[A block of data]
<<<<

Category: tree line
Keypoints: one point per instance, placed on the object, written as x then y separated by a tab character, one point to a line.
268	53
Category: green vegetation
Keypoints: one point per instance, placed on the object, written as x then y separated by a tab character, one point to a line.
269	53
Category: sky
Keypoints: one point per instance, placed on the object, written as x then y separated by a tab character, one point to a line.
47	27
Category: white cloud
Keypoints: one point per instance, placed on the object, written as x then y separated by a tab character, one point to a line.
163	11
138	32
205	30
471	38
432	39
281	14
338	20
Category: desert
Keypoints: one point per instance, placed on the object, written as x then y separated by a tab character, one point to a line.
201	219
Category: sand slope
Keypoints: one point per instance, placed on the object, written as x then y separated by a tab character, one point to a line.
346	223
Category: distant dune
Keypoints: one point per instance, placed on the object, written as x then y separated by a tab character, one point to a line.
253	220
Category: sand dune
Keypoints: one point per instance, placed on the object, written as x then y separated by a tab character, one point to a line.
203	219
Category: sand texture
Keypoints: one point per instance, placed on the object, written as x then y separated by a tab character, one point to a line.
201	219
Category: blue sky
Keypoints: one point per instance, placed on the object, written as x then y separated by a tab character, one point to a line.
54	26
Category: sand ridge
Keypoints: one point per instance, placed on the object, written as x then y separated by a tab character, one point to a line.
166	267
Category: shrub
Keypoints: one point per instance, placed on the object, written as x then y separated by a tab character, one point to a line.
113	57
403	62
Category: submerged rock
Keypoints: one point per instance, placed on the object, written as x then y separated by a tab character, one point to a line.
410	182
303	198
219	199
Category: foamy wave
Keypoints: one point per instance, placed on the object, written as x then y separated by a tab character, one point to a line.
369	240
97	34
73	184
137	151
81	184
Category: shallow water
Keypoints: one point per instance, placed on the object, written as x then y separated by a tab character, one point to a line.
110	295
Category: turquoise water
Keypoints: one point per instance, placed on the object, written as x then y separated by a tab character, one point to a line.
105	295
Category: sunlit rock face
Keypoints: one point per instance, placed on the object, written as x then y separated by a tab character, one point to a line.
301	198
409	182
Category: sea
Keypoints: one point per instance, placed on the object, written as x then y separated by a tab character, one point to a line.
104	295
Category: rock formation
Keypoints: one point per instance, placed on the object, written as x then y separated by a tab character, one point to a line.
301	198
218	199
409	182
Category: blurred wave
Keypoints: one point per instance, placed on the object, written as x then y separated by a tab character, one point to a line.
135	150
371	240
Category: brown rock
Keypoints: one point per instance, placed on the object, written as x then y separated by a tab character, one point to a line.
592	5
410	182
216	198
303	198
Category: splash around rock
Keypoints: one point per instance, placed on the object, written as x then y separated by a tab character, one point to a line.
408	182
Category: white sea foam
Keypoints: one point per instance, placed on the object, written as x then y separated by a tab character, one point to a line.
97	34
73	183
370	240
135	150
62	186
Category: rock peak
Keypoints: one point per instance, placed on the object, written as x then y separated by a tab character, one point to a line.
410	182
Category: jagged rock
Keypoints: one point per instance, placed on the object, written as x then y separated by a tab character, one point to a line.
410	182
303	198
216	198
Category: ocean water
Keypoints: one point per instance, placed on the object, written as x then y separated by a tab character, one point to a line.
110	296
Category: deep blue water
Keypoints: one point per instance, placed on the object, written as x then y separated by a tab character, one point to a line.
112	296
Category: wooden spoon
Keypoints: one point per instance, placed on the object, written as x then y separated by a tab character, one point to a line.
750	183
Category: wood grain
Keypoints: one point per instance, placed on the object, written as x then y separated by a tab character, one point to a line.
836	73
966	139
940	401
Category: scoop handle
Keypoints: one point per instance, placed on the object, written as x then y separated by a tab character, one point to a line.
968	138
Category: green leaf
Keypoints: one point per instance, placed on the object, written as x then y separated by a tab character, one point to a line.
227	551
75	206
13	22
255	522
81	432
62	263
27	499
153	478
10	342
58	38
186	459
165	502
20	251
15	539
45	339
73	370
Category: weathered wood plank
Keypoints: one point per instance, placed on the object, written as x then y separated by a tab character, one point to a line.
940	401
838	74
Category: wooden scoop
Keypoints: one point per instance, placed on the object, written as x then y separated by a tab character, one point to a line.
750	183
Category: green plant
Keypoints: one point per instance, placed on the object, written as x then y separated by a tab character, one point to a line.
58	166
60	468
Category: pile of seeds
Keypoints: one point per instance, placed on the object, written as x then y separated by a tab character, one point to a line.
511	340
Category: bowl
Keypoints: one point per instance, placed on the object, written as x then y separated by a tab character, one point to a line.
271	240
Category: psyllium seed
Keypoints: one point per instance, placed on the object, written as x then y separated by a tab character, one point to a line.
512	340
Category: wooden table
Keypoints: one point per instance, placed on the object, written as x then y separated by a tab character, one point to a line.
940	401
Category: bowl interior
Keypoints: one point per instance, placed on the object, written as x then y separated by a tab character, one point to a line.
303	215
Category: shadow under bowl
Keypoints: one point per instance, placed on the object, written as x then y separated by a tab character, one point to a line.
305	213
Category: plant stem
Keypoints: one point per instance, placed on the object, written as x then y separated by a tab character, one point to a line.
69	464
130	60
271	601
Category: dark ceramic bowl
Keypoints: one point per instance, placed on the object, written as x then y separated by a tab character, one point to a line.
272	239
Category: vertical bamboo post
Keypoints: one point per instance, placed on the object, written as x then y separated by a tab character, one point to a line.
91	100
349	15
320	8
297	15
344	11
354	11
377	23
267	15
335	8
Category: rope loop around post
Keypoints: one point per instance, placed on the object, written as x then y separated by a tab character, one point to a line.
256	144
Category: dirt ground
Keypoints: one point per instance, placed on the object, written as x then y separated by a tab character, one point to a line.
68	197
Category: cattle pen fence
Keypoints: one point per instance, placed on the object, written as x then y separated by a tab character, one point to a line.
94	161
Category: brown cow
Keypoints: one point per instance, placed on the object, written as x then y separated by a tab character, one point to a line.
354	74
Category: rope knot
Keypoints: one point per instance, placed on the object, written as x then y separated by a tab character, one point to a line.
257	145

>>>>
<<<<

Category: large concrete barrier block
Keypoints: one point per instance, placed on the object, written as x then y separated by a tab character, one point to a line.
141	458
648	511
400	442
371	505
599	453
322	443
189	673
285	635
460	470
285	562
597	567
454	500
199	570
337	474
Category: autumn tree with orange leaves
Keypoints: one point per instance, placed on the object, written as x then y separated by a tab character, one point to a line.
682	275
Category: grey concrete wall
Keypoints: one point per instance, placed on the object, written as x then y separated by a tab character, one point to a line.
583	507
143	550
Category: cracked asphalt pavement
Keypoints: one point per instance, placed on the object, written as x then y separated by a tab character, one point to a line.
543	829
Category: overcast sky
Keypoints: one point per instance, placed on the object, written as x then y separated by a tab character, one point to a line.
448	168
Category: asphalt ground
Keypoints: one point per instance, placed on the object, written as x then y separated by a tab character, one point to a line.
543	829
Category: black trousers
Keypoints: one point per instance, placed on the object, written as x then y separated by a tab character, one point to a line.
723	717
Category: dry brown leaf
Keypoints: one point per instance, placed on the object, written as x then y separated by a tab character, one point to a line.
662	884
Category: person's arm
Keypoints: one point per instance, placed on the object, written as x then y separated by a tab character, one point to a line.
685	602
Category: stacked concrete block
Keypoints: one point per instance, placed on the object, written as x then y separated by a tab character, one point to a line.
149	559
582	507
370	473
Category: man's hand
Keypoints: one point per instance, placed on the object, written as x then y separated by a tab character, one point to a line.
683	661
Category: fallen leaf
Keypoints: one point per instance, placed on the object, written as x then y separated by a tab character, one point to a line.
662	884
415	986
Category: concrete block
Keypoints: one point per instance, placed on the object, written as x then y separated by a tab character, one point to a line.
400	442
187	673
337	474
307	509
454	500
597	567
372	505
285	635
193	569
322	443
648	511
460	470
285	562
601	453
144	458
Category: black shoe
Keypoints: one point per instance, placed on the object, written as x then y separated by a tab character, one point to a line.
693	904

>>>>

§ **Stated exercise**
Gather every row above that contains the string "tree". Matching is case-sensitive.

§ **The reply**
Category: tree line
Category: autumn tree with orange leaves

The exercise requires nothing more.